**AIM:**
Print the listing in its entirety and exactly, leaving out images.

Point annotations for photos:
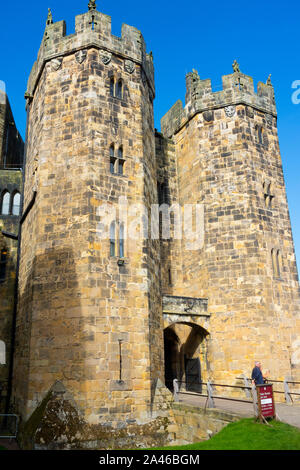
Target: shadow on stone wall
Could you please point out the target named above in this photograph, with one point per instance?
(50, 330)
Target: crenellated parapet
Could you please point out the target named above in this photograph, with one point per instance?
(92, 29)
(238, 88)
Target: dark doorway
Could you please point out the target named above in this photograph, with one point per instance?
(171, 344)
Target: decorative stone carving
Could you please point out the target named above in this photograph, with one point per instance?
(269, 119)
(236, 67)
(56, 63)
(229, 111)
(105, 56)
(249, 112)
(144, 78)
(81, 56)
(49, 18)
(129, 66)
(208, 116)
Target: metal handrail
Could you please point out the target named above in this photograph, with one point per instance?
(241, 387)
(275, 381)
(11, 436)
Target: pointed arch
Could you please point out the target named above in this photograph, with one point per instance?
(16, 203)
(5, 203)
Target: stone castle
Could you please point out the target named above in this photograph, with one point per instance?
(95, 329)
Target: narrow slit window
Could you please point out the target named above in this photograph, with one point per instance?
(120, 161)
(276, 262)
(260, 134)
(112, 159)
(3, 264)
(119, 89)
(121, 241)
(112, 237)
(112, 87)
(16, 206)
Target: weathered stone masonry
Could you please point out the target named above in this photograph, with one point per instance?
(101, 333)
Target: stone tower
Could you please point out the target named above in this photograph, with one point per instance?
(89, 329)
(226, 150)
(11, 162)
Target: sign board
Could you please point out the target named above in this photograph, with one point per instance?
(265, 400)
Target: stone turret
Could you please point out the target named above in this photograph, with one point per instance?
(89, 314)
(238, 88)
(225, 148)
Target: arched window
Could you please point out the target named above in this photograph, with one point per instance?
(112, 236)
(2, 353)
(268, 194)
(276, 262)
(119, 89)
(16, 205)
(112, 158)
(260, 131)
(121, 240)
(120, 161)
(5, 203)
(112, 87)
(3, 264)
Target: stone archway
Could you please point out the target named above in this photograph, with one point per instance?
(185, 355)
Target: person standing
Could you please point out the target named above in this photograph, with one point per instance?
(256, 376)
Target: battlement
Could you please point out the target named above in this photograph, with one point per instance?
(92, 29)
(238, 88)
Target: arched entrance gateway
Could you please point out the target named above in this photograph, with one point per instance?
(185, 346)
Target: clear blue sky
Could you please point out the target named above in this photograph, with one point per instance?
(262, 35)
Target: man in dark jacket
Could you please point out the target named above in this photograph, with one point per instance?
(257, 377)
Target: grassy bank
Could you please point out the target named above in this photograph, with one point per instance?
(247, 434)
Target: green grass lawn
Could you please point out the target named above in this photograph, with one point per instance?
(247, 434)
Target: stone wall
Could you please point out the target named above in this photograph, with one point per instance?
(90, 320)
(11, 181)
(228, 159)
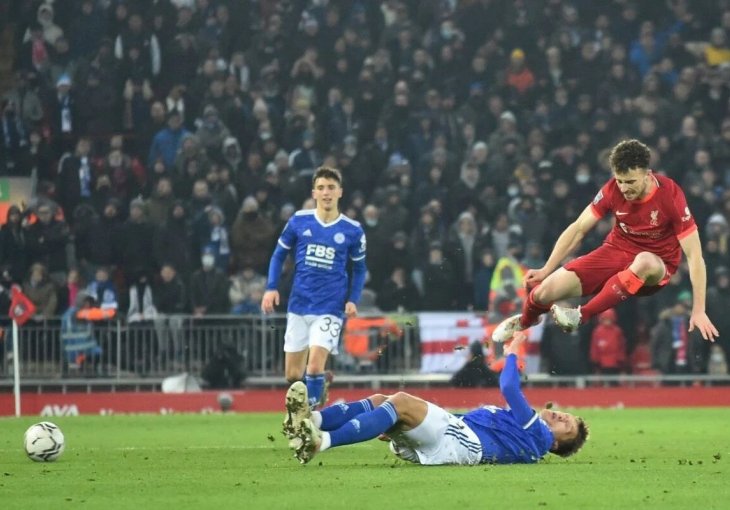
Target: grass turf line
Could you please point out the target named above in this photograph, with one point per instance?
(652, 458)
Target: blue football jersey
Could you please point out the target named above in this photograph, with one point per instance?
(514, 435)
(321, 252)
(505, 440)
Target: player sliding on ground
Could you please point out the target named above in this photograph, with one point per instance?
(323, 241)
(424, 433)
(653, 227)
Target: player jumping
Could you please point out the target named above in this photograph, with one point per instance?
(322, 241)
(653, 227)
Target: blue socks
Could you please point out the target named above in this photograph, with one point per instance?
(315, 387)
(365, 426)
(335, 416)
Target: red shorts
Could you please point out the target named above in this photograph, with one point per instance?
(595, 268)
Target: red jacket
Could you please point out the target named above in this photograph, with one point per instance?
(608, 346)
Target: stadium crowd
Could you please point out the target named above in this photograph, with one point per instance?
(169, 141)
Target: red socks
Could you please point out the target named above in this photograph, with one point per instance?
(618, 288)
(531, 311)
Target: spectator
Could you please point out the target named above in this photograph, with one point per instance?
(141, 303)
(160, 204)
(438, 281)
(167, 141)
(398, 294)
(25, 93)
(173, 243)
(46, 241)
(137, 253)
(102, 290)
(674, 349)
(475, 373)
(41, 291)
(213, 234)
(252, 238)
(246, 291)
(608, 345)
(209, 288)
(170, 297)
(76, 177)
(136, 38)
(14, 145)
(13, 245)
(69, 292)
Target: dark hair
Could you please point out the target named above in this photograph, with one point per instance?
(570, 447)
(629, 154)
(326, 172)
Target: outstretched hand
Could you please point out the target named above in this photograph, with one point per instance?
(702, 322)
(533, 277)
(350, 309)
(270, 299)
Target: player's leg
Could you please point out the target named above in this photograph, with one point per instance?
(315, 376)
(406, 410)
(296, 343)
(333, 417)
(646, 270)
(324, 336)
(559, 285)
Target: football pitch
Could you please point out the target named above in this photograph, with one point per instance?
(635, 458)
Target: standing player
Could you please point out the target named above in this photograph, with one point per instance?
(426, 434)
(653, 227)
(322, 242)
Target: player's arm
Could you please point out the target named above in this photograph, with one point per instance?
(271, 295)
(692, 248)
(570, 239)
(359, 273)
(283, 246)
(509, 384)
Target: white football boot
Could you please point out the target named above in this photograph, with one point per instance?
(507, 328)
(310, 437)
(567, 318)
(297, 410)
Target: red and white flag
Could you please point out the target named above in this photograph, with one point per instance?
(21, 308)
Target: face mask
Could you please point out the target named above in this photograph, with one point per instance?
(208, 261)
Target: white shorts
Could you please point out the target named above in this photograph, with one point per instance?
(304, 331)
(442, 438)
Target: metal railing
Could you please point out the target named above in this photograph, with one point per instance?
(117, 349)
(116, 354)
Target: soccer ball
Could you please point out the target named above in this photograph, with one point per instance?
(44, 442)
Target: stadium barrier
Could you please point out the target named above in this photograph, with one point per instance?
(375, 351)
(114, 349)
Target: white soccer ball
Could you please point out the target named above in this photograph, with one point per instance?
(44, 442)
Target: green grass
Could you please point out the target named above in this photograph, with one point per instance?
(649, 458)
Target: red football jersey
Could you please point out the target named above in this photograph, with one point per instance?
(654, 224)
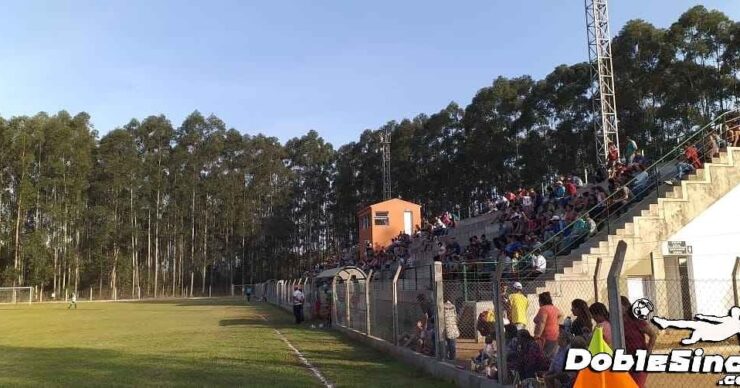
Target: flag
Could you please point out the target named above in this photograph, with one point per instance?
(607, 379)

**RESULT OF THE TASK:**
Target: shadow on stone wall
Could you please point out the target named above in this photograph, with one point per instance?
(50, 330)
Target: crenellated parapet
Could you please point out the target named above in this photograph, with one point per instance?
(92, 29)
(238, 88)
Target: dark doorway
Could you please point out the target named above in this photograph, with one point per instance?
(171, 344)
Target: decorative stone carving
Could you please point out the target named above in this photograph, with one point per instance?
(269, 119)
(236, 67)
(56, 63)
(229, 111)
(105, 56)
(249, 112)
(144, 78)
(81, 56)
(49, 18)
(129, 66)
(208, 116)
Target: metal handrail
Could you please point out the target named above in this photograph, with one point per instance?
(241, 387)
(275, 381)
(11, 436)
Target: pointed arch
Could you please point out the target named above in this photograph, with one point per instance?
(16, 203)
(5, 203)
Target: stone castle
Could you please point out the target named above in this photograph, with one point per instance?
(95, 329)
Target: narrow slit window
Could you please point out the target named above in this photograph, with one point per instance?
(120, 161)
(276, 262)
(260, 134)
(112, 159)
(3, 264)
(119, 89)
(121, 241)
(112, 237)
(112, 87)
(16, 206)
Target: weathered stone masonry
Could you please point out the target named above in this photograph, with one point per instance?
(101, 333)
Target: stone tower
Could you please point out the target named above in this photograph, with one point per instance?
(89, 329)
(226, 150)
(11, 162)
Target: sign board
Could you please point out the target named above in this photograph, with one point per instance?
(265, 400)
Target: stone turret
Could you please point out the target named above in this photograph, with one point per instance?
(89, 314)
(238, 88)
(225, 148)
Target: arched window
Could you please point out the target named above in this photograph, with one point per instance?
(112, 236)
(2, 353)
(268, 194)
(276, 262)
(119, 89)
(16, 205)
(112, 158)
(260, 131)
(121, 240)
(120, 161)
(5, 203)
(112, 87)
(3, 264)
Target: stone archway
Could you please point out the target named above in this photograph, with one point per instance?
(185, 355)
Target: person standing
Could you please point out the target named above in this photograph, with one point per instance?
(256, 376)
Target: battlement
Could you please point out the target named above in this photograph, with one point per instance?
(92, 29)
(238, 88)
Target: arched entrance gateway
Could you please point out the target named above in this photograph, with one point per instance?
(185, 346)
Target: clear blue sky
Could you please point out the target named above in this photograph, with one point per instance?
(262, 35)
Target: man in dark jacket
Could you please point out the target named above in this photograph, with one point per instance?
(257, 377)
Target: grassy bank
Could you please point out the target named above in this photograph, with one point per instance?
(247, 434)
Target: green grass lawn
Could you please point out the target named above in this photograph, with one point per instance?
(247, 434)
Target: stone wall
Could you please point out the target named above in this photograph, with one point per instance?
(90, 320)
(11, 181)
(228, 159)
Target: grass turf line
Could you please point out the target named above in this photograph, with one point per instance?
(652, 458)
Target: blue football jersey
Could you please point out the target named above in this photograph, with one point per instance?
(514, 435)
(321, 252)
(505, 440)
Target: player sliding on ground
Could you please point out the target named above in this photograph, with one point per instance?
(323, 241)
(424, 433)
(653, 227)
Target: player jumping
Could you please point out the target named above in this photograph, with one point per instance?
(322, 241)
(653, 227)
Target: blue socks
Could you please point out the target named above in this photograph, with one point per instance?
(315, 387)
(365, 426)
(335, 416)
Target: red shorts
Could you please point out the target named above in this photograph, with one point per instance?
(595, 268)
Target: red jacket
Could you please point out the target named above in this photograph, with one point per instance?
(608, 346)
Target: stadium crowd
Could you please point out the target named above in this photograph, with one point per instance?
(169, 141)
Target: red socks
Could you please point out the target named above in this photograph, with one point per instance?
(618, 288)
(531, 311)
Target: spectator
Could you please point out the target named above in this photograph, with one point per instance?
(141, 303)
(160, 204)
(438, 281)
(167, 141)
(398, 294)
(25, 93)
(173, 243)
(46, 241)
(137, 253)
(102, 290)
(674, 349)
(475, 373)
(41, 291)
(213, 234)
(252, 238)
(246, 291)
(608, 345)
(209, 288)
(170, 297)
(76, 177)
(136, 38)
(14, 145)
(13, 245)
(69, 292)
Target: dark hair
Could you please point out the target named above in this photograph, with one point per instance?
(570, 447)
(629, 154)
(326, 172)
Target: outstretched hand
Could you please point out the target named above in this photograph, with one point per instance?
(702, 322)
(533, 277)
(350, 309)
(270, 299)
Target: player's leg
Could you please point out the target named above in this photograph, with one point per instance?
(315, 376)
(406, 410)
(296, 343)
(333, 417)
(646, 270)
(324, 336)
(559, 285)
Target: football pitch
Could you please point out the target named above in this photograph, with one point per instance?
(635, 458)
Target: standing player
Could you please point out the target named above in this photograph, with one point per instance?
(426, 434)
(653, 227)
(322, 242)
Target: player's arm
Could you please point out the target named above in this photograph, with one point per instance?
(271, 295)
(692, 248)
(570, 239)
(359, 273)
(283, 246)
(509, 384)
Target: white football boot
Could you please point out the target named above in this photograph, with one point per instance?
(507, 328)
(310, 437)
(567, 318)
(297, 410)
Target: red and white flag
Could you please point out the target named above in this photograph, with one point per instance?
(21, 308)
Target: face mask
Could you please point out the target named above in this photograph, with one point per instance?
(208, 261)
Target: white shorts
Could you please point out the target named above in this photograph, with one point per instance?
(304, 331)
(442, 438)
Target: metal railing
Could you please point out the target named above in this photograph, with one point per instance?
(117, 349)
(116, 354)
Target: soccer ball
Could you please point out the target named above in this photograph, with one point per instance?
(44, 442)
Target: stadium barrier
Could you please point out the target named above in this photograph, with one point per instance?
(375, 351)
(114, 349)
Target: white soccer ball
Could you please point out the target named above in this photograph, with one point per instance?
(44, 442)
Target: green grass
Could you please point out the target named above in this photograph, with one point per instance?
(649, 458)
Target: red football jersey
Could you please point out the target named above in this photograph, with one point per instance?
(654, 224)
Target: flag
Could you please point out the target named above in this photograph, with one point per instance?
(607, 379)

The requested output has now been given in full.